• _Tasks to perform_:
(1) Answer the following about the passage on the IMF and Africa:
(a) Which country is Antoinette Sayeh from?
(b) How many people were living in poverty across Africa in 1993?
(c) For much of the developing world, what were the 1980s thought of at the time as?
(2) Reproduce, word for word, the stretch of the passage on the IMF and Africa from "In an article" through "year after year.".

• _Provided passage_:
Antoinette Sayeh, the director of the IMF’s African Department, says the organisation has learned from its 80s-90s mistake of forcing what turned out to be harmful structural adjustment programmes on African countries, and has now adjusted its programmes to make sure they are more effective. The lady from Liberia talked to John P. O’Malley, and noted that now “there is a healthy relationship between the IMF and Africa”.

In an article published on the website of the International Monetary Fund (IMF), the organisation admitted its policies had failed a number of African nations in recent history. “New classical” and supply-side economics, provided the theoretical rationale for bold, if sometimes misguided, policy experiments. And for much of the developing world, the 1980s were thought of at the time as the “lost decade”, when living standards stagnated or fell year after year.

It is now generally accepted that the IMF’s bailout loans in the 1980s – which encouraged austerity and liberalisation –significantly contributed to the number of people living in poverty across Africa rising from 205 million in 1981 to 330 million in 1993.

The former senior vice president of the World Bank, Joseph Stiglitz, in an interview he gave to the BBC World Service, claimed that in the 1980s he witnessed:

“[The IMF] pushing ideas of financial liberalisation in Africa where interest rates would soar. They would get rid of government boards that would buy grain; letting markets [dominate], where farmers suffered, and mafia groups took over. You saw that in the structural adjustment policies, as they were called in Africa. Today the industrial sector is smaller than it was 30 years ago.”

When I begin my conversation with Antoinette Sayeh, the current director of the IMF’s African Department, I ask if Stiglitz’s and other such comments about the organisation she represents was fair? “Structural adjustment programmes in Africa in the 1980s are often criticised,” says Sayeh without hesitation. “Some of that criticism is justified. But we have learned from those experiences and adjusted our programmes at the IMF to make sure they are more effective.

• _Given entries_:
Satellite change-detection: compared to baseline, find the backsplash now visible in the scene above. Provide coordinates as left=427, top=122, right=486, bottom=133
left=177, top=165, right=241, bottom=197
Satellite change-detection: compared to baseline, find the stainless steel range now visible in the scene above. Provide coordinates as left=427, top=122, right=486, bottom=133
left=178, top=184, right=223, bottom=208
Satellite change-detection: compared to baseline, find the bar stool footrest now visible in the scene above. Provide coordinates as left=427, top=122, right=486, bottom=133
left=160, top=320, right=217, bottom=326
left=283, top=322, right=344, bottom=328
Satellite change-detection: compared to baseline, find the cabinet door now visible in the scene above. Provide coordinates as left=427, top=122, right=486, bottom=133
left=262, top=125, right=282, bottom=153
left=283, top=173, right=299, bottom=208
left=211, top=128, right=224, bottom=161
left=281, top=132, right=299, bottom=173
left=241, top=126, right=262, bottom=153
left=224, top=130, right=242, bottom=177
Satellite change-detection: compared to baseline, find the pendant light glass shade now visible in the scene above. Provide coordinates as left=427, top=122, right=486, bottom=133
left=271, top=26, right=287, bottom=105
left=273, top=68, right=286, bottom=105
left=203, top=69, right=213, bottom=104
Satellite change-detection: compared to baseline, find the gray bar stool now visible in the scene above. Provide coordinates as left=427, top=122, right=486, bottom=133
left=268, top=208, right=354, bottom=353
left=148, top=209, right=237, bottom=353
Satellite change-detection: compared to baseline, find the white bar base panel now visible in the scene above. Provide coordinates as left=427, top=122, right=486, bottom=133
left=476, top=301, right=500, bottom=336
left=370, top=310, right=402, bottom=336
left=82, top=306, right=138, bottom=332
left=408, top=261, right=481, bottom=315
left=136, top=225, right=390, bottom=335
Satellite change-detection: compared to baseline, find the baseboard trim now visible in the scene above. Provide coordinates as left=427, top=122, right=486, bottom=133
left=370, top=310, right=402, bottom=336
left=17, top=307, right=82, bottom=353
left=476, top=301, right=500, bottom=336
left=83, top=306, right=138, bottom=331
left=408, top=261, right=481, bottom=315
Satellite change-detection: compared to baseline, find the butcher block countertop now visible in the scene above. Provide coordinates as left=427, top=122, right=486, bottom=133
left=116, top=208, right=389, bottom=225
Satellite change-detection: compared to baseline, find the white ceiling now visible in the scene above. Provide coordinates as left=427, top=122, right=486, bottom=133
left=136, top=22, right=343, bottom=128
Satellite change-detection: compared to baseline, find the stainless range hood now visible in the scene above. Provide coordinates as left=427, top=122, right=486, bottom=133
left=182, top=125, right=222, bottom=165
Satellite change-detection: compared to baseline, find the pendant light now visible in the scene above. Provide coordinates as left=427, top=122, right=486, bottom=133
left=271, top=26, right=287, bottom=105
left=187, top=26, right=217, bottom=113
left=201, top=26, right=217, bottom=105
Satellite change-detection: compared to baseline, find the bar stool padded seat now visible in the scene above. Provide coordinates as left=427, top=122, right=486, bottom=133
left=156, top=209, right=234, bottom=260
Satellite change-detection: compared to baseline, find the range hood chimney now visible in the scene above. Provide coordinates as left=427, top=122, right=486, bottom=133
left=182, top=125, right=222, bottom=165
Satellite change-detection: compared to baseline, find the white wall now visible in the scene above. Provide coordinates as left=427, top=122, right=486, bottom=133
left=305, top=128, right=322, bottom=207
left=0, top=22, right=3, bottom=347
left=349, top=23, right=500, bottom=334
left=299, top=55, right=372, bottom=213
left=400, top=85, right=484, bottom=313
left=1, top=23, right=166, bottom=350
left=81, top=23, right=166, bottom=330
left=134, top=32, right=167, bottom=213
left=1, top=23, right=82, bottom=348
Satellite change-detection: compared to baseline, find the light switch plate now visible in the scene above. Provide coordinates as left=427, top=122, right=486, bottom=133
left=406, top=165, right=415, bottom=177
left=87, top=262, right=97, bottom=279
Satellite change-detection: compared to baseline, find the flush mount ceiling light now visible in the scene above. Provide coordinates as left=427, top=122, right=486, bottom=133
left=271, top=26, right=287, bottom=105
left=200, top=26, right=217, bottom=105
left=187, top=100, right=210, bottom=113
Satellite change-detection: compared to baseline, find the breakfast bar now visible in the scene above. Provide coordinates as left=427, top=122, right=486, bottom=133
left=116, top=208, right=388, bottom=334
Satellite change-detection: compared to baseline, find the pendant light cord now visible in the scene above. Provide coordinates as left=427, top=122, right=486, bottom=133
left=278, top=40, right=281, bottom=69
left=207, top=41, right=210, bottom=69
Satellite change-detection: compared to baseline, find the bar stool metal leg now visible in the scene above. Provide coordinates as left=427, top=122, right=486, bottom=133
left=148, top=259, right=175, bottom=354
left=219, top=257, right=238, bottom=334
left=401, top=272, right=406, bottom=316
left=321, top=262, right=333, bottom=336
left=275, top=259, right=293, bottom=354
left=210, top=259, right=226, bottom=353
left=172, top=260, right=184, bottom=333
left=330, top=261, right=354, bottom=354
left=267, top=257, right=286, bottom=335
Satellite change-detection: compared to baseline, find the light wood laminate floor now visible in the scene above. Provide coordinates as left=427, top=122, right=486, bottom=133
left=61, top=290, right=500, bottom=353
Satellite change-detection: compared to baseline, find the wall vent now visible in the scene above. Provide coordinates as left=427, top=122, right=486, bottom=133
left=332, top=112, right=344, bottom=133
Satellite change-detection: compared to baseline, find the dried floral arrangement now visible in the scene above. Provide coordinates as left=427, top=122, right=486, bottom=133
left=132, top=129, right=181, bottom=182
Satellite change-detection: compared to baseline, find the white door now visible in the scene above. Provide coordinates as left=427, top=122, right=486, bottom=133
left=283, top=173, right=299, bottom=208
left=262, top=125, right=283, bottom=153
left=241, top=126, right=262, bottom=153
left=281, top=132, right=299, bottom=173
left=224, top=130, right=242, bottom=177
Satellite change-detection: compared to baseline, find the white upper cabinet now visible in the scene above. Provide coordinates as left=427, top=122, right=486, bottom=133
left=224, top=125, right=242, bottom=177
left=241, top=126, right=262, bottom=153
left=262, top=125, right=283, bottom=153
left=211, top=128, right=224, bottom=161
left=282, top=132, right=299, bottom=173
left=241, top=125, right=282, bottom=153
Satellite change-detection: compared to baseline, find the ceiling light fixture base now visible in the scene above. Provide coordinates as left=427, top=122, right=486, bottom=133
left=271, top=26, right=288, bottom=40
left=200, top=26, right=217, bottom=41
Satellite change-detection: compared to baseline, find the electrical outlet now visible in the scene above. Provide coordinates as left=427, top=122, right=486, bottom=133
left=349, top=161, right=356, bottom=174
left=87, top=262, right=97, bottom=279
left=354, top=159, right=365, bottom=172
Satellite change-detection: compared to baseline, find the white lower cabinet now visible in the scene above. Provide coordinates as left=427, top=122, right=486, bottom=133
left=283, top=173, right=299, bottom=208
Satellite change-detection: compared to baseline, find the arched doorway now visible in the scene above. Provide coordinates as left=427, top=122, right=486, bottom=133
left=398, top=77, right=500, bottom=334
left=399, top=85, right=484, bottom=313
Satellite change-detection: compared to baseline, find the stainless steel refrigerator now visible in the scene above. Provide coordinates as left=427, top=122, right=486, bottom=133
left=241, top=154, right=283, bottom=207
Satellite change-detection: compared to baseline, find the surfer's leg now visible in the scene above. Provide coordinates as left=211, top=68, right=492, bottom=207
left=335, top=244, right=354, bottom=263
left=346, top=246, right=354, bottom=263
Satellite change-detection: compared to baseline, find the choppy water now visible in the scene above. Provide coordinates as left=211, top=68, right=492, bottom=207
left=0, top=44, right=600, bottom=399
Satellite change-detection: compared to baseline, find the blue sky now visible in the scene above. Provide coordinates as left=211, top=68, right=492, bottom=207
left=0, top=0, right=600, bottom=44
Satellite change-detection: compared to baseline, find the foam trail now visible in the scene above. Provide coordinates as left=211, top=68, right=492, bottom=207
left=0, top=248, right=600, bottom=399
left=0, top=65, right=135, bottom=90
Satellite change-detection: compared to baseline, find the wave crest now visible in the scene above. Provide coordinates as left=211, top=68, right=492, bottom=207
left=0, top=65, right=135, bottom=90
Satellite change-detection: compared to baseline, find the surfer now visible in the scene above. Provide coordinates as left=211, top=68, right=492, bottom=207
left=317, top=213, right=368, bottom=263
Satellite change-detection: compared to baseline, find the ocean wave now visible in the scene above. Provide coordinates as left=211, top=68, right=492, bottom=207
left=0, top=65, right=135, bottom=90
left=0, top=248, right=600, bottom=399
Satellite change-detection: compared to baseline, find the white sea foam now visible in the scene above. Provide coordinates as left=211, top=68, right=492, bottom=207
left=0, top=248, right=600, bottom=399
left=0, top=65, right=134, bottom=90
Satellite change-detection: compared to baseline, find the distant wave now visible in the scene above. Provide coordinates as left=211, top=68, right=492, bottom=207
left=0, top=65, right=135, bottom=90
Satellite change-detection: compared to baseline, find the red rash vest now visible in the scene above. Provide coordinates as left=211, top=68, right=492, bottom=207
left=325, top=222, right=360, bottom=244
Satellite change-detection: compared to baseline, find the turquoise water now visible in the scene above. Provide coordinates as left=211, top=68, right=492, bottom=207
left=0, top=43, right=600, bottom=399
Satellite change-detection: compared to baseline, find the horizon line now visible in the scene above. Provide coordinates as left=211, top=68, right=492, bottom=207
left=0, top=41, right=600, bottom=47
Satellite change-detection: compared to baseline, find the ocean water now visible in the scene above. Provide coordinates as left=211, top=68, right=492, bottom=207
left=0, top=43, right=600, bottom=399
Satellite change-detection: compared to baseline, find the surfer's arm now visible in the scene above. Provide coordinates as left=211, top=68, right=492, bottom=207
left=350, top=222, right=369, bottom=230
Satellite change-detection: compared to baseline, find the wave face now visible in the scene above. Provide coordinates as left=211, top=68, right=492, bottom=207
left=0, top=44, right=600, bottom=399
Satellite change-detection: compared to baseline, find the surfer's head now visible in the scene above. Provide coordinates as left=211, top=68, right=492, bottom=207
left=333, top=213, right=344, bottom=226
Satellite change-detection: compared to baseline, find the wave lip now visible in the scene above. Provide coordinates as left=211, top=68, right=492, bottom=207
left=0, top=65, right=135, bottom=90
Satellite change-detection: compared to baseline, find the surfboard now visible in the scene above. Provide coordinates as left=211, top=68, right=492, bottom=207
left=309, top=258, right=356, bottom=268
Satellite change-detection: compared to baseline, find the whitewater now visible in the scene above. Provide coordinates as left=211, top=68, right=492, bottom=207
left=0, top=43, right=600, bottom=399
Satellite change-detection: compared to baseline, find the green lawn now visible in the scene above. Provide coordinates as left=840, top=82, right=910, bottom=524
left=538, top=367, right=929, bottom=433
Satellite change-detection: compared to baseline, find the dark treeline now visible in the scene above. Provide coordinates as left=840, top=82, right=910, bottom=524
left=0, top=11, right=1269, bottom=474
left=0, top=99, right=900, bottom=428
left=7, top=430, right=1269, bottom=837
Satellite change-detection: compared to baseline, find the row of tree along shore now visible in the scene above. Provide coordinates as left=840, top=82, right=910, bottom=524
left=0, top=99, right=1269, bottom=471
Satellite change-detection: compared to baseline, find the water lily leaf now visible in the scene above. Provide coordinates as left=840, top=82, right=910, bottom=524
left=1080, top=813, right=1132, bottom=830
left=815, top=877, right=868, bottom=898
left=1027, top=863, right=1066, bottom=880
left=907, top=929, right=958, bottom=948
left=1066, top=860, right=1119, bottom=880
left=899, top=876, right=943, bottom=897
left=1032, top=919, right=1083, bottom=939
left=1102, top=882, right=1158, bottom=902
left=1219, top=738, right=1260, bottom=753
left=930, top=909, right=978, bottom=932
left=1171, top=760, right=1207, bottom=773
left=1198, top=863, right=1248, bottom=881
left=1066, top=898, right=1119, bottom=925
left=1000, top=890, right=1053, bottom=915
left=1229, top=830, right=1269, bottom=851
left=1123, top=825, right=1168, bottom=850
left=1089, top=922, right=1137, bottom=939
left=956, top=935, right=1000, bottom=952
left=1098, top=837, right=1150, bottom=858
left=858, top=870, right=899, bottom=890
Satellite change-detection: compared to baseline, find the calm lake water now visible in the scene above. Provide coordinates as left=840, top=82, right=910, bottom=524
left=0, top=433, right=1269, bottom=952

• _Answers to the exercises_:
(1)
(a) Liberia
(b) 330 million
(c) The "lost decade"

(2)
In an article published on the website of the International Monetary Fund (IMF), the organisation admitted its policies had failed a number of African nations in recent history. “New classical” and supply-side economics, provided the theoretical rationale for bold, if sometimes misguided, policy experiments. And for much of the developing world, the 1980s were thought of at the time as the “lost decade”, when living standards stagnated or fell year after year.